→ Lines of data

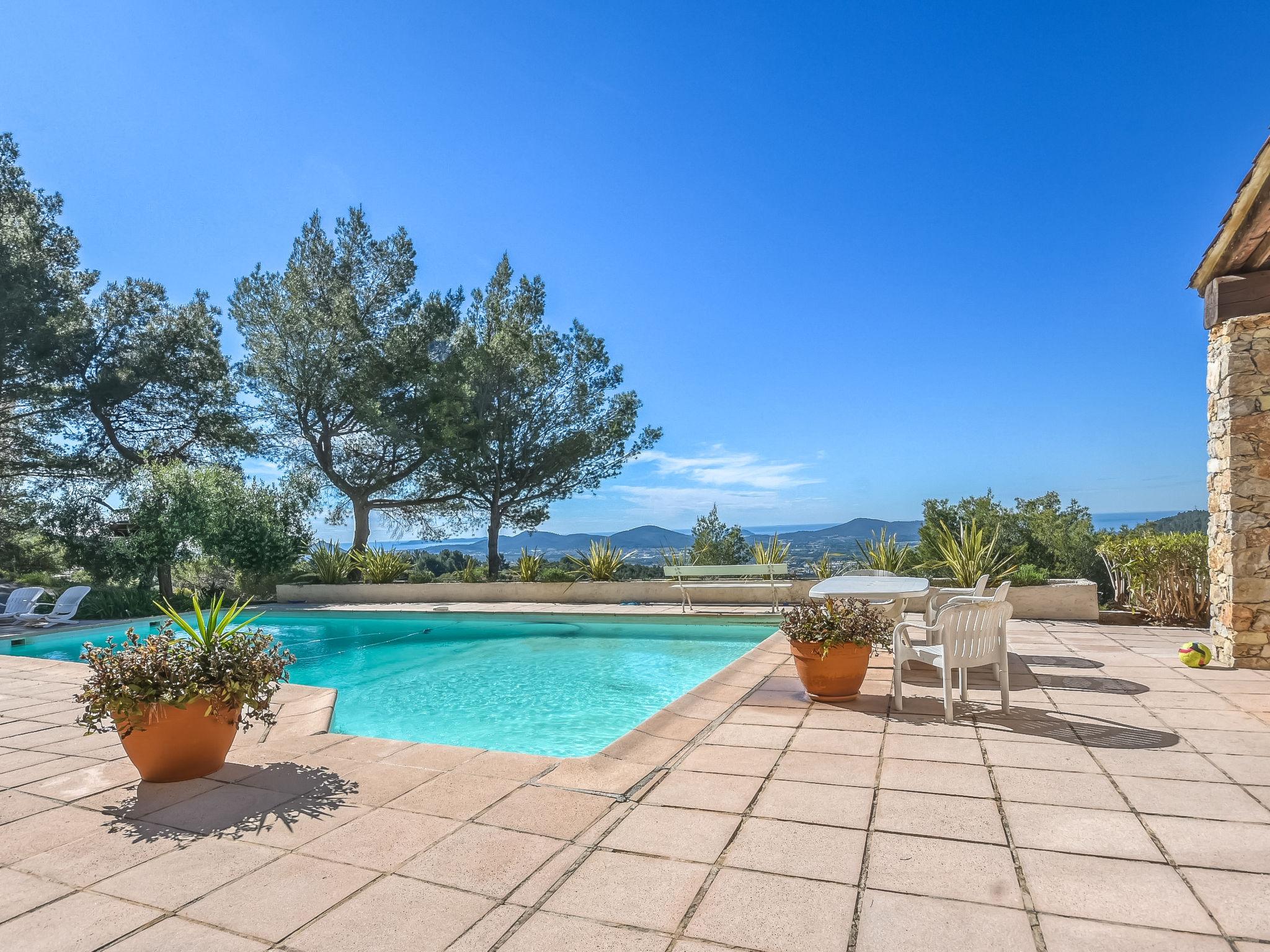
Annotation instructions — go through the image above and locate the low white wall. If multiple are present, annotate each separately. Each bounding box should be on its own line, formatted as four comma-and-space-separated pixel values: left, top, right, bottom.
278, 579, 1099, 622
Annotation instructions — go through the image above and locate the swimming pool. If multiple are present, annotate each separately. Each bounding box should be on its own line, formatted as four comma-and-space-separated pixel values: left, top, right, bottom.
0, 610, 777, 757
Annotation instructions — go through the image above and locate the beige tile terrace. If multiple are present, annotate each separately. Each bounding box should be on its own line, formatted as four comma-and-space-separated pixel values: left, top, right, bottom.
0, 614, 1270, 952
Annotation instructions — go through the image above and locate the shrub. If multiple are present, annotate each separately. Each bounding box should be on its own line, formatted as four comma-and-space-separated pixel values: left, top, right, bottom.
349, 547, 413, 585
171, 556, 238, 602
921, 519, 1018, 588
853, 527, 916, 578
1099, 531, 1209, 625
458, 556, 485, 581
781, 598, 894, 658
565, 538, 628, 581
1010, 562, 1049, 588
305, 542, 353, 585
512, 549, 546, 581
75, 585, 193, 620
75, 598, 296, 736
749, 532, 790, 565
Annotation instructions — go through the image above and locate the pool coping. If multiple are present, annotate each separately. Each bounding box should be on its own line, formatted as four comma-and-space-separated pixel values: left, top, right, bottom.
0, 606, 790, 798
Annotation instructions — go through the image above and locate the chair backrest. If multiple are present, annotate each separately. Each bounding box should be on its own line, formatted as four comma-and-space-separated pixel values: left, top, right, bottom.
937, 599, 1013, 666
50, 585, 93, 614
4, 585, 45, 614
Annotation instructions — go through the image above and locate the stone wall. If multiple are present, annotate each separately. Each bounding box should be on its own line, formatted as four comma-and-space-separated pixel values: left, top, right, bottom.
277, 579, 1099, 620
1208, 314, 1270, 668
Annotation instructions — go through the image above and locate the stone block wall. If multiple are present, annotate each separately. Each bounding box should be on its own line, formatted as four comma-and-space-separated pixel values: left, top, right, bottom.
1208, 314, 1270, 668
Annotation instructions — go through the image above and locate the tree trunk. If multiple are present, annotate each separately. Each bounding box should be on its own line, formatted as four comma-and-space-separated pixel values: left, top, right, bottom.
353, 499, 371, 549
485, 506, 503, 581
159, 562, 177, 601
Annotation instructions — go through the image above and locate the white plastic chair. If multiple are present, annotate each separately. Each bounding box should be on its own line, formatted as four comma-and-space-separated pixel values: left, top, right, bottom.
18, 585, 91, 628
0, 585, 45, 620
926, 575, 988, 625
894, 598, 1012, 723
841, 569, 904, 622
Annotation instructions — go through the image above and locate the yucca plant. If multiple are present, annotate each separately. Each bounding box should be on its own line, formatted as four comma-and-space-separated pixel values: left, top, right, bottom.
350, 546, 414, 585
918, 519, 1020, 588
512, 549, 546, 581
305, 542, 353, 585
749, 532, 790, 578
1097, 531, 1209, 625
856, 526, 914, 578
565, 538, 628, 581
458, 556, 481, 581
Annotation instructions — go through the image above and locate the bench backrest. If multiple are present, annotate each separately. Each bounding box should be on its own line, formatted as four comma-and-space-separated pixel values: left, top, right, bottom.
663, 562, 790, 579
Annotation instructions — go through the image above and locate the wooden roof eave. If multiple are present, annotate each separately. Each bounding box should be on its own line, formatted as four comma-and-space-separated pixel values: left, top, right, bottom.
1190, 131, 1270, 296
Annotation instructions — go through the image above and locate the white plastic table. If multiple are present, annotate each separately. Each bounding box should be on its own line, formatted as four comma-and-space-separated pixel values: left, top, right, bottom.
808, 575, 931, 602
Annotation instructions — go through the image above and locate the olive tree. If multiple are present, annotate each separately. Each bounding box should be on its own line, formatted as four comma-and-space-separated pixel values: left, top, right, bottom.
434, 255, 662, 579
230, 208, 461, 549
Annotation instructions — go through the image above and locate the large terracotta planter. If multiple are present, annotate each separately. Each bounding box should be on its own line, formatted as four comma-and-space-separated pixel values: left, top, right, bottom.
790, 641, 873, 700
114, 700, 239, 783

→ REQUIRED TASK
Please give the entries from the line with "white plastic chair." up to and including the line with "841, 569, 904, 622" as a Markdown table. Use a Row column for the row number and an Entry line column for the line itself, and leave out blank lines.

→ SOLVED EXERCISE
| Row | Entry line |
|---|---|
| 1 | Annotation instructions — go through the image above and locate the white plastic chair. If multiple are present, annotate each separately. Each bounding box should be on its own line, formatted as four comma-and-space-separated pixel values: left, top, right, bottom. |
| 2 | 18, 585, 91, 628 |
| 3 | 0, 585, 45, 620 |
| 4 | 926, 575, 988, 625 |
| 5 | 894, 598, 1012, 723 |
| 6 | 841, 569, 904, 622 |